* [Source extract]:
— start —

Fifteensquared

Never knowingly undersolved.

Financial Times 13,934 by Io, Cincinnus and others

Posted by PeeDee on February 22nd, 2012

PeeDee.

No prizes for guessing the subject of the celebration in this puzzle.

Happy 80th birthday to Roger Squires, also known in FT circles as Dante.

This puzzle contains numerous references to Roger Squires’s life.  He was born in 1932 and educated at Wolverhampton Grammar School, leaving at 15 to serve as a rating in the Royal Navy, training at the HMS Ganges base, once notorious for harsh treatment. He eventually became an observer flying in the Fleet Air Arm.  At sea he passed his time setting cryptic crosswords, learning card tricks and joined the Magic Circle.  On leaving the navy he became a professional actor and magician, making hundreds of appearances on British Television.  On the breakup of his marriage he was forced to give up acting to be at home to care for his two children.  To make ends meet he ramped up his crossword output, selling crosswords at some time to almost all the British newspapers, notably including  the FT, Observer, Guardian (as Rufus) and the Glasgow Herald.  He calculated that at the time he needed to produce 40 crosswords per week to survive financially.  This output eventually led to him being recognised in the Guiness Book of Records as the most prolific cryptic crossword setter in the world.  He is a member of Mensa, lives in Ironbridge and has grandchildren called Esme and Oscar.

My apologies for the late posting, but for some reason there was no online version of this puzzle and I had to spend ages driving around trying to find a somewhere selling a paper copy of the FT.

Thank you very much to John H who kindly prompts me to look for words hidden in today’s grid: guru fusillade, period antepost, basillica russet, sharpshod gear and longbow erect.  These are all pseudonymns used by Roger Squires.

Across
7 ROGER double definition
9 SQUIRES Second QU (question) I RES (reserve)

— end —

* [Required work]: Please extend the blog post above about the Roger Squires birthday puzzle, picking up after its last line.

* [Given information]:
— start —

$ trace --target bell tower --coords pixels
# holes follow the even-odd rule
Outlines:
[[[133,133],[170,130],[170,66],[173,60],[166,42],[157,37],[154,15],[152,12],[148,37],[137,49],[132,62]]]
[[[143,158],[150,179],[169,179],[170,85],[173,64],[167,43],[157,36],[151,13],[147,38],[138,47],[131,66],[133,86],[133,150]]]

— end —

* [Output below]:
10 SHARP-SHOD SHARP (someone crafty with cards) SH (quiet) ODd (funny, unfinished) – fitted with spiked horseshoes
11 GEAR hidden (secret) in IronbridGE ARtitste – definition is paraphernalia
12 BASILICA B (first letter of boat) and anagram (seen off) of CALAIS and I (one, roman numeral)
15 RUSSET RUfuS (missing much of fun) and SET (compile) – rufous means reddish-brown
17 ITS A KIND OF MAGIC (KING ADMIT FIASCO)* – album and song by the rock band Queen, also reference to Roger Squires membership of the Magic Circle and also his frequently elegant cryptic clues
21 PERIOD EsmE and OscaR (final letters) in POD (school, of whales)
24 ANTE-POST Ace and TEN-SPOT* – a bet placed well before a race
25 GURU  maGic (essence of=centre) with Relax (start of) between UU (two u-turns)
26 FUSILLADE  anagram (preposterous) of DULL (mostly) LIFE A and Stultifying (a little of) – definition is ‘hail’
29 LONGBOW  MeNsa (core of) in LOG (record) and BOW (take a bow=to acknowledge)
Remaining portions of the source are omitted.